Available data:
________________
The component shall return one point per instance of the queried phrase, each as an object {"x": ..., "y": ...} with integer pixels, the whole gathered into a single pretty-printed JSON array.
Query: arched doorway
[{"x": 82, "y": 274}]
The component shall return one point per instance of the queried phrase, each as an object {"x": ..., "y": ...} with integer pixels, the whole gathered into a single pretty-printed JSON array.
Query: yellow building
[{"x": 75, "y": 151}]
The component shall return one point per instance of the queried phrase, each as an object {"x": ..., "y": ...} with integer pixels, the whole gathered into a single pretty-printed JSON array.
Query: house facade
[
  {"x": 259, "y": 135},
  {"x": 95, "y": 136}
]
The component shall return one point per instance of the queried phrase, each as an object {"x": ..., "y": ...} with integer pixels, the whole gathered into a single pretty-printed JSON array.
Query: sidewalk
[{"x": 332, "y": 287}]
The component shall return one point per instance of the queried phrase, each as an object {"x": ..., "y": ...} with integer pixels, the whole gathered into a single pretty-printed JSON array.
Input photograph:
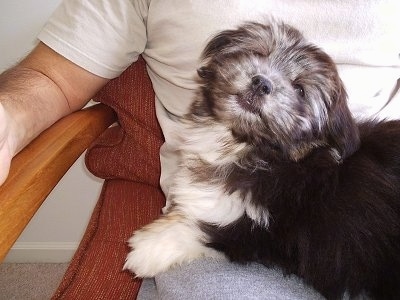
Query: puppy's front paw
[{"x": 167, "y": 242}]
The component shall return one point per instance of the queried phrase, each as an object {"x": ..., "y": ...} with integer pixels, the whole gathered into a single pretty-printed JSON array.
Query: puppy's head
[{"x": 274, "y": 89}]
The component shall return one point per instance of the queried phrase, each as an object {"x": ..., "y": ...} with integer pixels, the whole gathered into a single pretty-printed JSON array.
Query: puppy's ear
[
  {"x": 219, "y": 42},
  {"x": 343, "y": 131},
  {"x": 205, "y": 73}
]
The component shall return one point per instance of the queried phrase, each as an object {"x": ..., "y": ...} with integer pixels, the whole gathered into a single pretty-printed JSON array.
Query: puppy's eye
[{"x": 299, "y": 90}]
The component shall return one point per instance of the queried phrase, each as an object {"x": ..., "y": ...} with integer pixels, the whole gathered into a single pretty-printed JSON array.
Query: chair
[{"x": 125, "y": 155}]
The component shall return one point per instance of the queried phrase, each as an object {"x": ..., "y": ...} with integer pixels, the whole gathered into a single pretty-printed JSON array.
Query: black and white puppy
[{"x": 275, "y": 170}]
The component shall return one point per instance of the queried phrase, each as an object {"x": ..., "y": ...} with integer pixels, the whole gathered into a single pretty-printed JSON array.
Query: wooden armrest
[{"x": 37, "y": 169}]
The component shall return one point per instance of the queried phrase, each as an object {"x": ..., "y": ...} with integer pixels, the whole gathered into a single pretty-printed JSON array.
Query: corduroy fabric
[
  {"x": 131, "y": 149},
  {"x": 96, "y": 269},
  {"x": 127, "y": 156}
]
________________
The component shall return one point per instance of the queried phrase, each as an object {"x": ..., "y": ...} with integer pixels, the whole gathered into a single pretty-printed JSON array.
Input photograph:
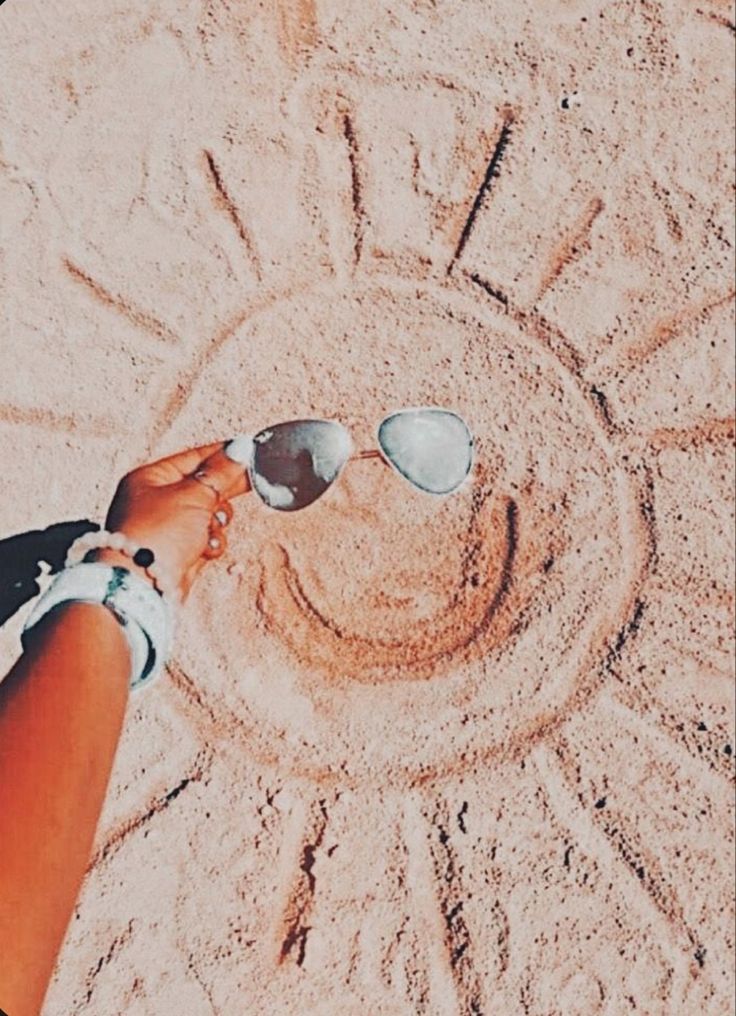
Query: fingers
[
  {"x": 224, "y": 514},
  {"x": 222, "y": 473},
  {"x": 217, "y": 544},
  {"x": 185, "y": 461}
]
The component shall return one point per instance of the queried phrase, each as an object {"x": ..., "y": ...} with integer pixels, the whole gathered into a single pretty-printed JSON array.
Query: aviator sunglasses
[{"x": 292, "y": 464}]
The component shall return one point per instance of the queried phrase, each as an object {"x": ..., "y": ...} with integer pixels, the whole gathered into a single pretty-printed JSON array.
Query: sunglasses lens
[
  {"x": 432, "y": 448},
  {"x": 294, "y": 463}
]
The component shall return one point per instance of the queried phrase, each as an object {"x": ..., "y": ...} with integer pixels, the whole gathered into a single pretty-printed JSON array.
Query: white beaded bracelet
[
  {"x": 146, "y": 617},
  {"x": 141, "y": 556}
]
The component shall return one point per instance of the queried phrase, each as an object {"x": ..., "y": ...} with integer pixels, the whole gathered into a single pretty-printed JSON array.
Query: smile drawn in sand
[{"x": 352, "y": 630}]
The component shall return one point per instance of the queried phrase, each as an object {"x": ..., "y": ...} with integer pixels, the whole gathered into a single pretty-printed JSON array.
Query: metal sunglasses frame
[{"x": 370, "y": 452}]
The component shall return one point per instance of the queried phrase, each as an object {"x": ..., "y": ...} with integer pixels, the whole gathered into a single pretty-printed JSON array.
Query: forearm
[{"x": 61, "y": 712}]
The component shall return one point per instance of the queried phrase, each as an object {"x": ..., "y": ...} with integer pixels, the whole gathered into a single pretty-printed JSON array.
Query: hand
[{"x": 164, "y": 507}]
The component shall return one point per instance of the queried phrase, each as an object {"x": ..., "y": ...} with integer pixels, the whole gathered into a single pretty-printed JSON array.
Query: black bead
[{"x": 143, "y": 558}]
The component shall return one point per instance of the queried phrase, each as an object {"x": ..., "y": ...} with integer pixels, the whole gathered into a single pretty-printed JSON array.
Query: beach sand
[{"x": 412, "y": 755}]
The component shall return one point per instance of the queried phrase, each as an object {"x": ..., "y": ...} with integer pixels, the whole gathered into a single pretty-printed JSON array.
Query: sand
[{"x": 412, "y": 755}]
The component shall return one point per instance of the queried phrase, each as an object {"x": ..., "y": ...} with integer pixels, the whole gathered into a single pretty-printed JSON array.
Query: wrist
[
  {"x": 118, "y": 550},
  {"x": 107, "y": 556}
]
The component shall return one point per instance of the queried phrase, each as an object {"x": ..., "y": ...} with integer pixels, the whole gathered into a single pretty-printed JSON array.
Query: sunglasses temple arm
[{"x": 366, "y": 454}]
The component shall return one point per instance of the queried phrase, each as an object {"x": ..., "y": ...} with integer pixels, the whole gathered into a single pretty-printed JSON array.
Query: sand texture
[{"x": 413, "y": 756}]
________________
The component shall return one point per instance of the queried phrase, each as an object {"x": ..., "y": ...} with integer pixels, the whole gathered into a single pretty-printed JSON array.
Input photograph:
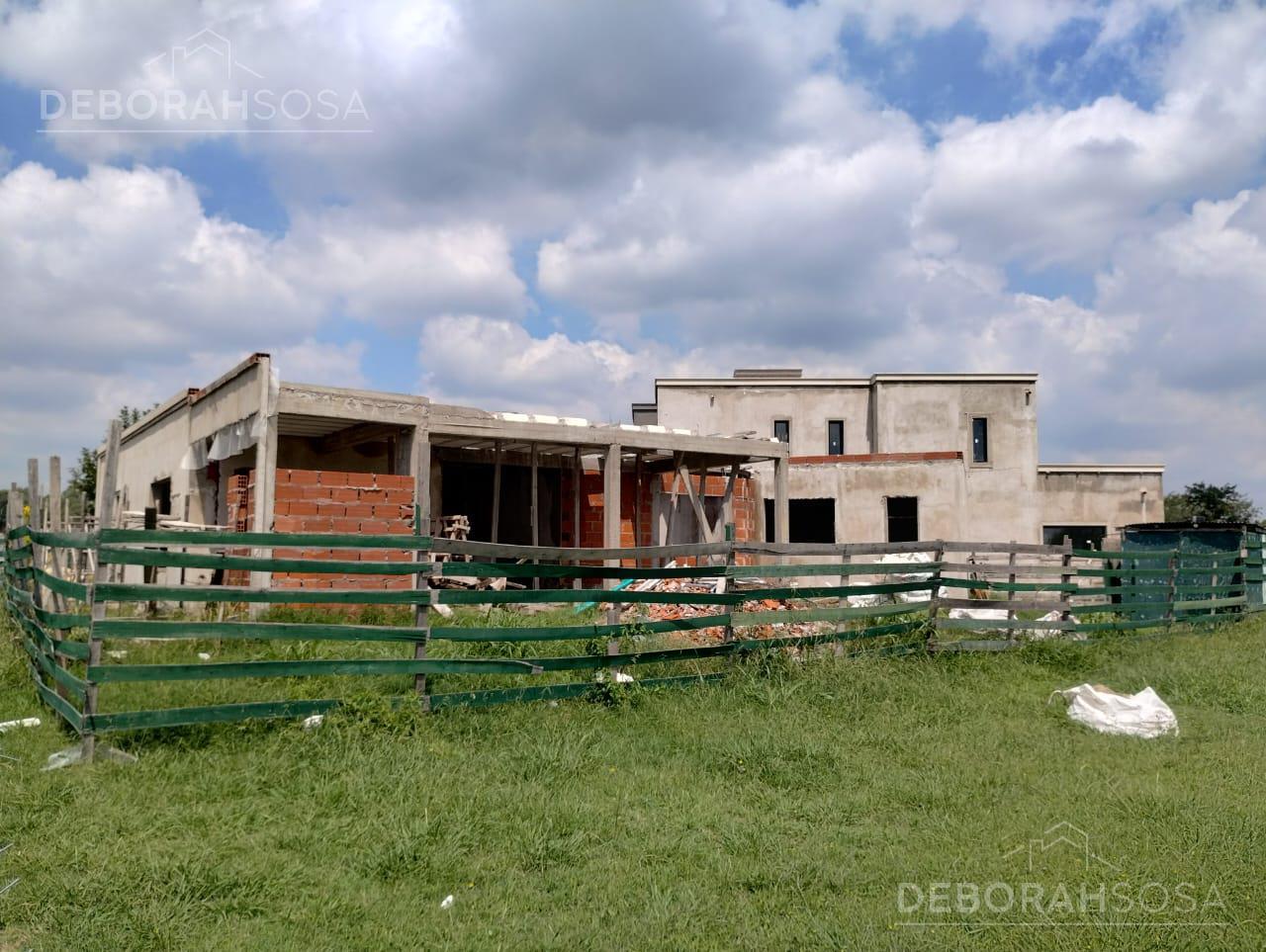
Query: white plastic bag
________________
Work to do: Find every line in the records above that contains the string "sunglasses", matching case, and copy each of those lines.

Written answer:
Query: aviator sunglasses
Query: sunglasses lens
Query: metal sunglasses frame
Query: sunglasses temple arm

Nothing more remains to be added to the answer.